Source data:
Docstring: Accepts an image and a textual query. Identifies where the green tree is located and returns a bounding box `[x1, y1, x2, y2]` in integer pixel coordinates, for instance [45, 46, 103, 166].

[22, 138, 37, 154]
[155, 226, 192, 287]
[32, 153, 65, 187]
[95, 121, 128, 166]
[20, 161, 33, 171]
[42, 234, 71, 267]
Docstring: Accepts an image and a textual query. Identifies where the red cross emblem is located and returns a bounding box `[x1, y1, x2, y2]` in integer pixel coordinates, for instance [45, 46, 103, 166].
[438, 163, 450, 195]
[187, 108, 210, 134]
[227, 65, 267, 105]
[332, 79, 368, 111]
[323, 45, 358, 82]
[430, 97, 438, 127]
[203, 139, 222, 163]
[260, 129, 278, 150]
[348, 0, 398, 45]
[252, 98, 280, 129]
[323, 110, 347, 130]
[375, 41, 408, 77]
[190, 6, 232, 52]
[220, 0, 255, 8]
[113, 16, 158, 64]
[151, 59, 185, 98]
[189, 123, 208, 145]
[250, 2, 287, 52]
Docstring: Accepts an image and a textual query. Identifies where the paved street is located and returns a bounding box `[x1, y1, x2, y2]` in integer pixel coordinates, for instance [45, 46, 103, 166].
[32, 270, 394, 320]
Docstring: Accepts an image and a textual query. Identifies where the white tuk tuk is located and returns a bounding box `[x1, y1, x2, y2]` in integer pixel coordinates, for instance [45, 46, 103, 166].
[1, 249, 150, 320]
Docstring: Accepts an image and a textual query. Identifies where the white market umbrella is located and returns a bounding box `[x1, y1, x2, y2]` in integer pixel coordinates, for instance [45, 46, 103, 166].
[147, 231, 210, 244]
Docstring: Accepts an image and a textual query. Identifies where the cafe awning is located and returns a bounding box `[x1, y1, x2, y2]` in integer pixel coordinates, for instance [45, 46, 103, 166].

→ **Exercise prompt**: Quote the lines of the listing above that run from the line with "where the paved" through its last line, both included, and nothing else.

→ **Response**:
Docstring: Accepts an image and a textual query. Identifies where the paved street is located and returns a bounding box `[x1, y1, x2, y2]` in integer pixel coordinates, for instance [45, 46, 103, 166].
[32, 270, 394, 320]
Docstring: Accepts an image and a textual query. Identifies where the white tuk tuk is located and returns a bounding box `[x1, y1, x2, y2]` in integer pixel coordinates, for instance [45, 46, 103, 166].
[1, 249, 150, 320]
Docstring: Accepts an image and a textual query. Identifies where the white market umbrella is located and returns a bounding box `[x1, y1, x2, y2]` in integer pixel coordinates, for instance [45, 46, 103, 166].
[147, 231, 210, 244]
Docstring: Accepts an image and a textual query. Identifies where the cafe awning is located and returns a bounding box `[x1, y1, x2, y2]` in integer pixel coordinates, for instance [45, 46, 103, 166].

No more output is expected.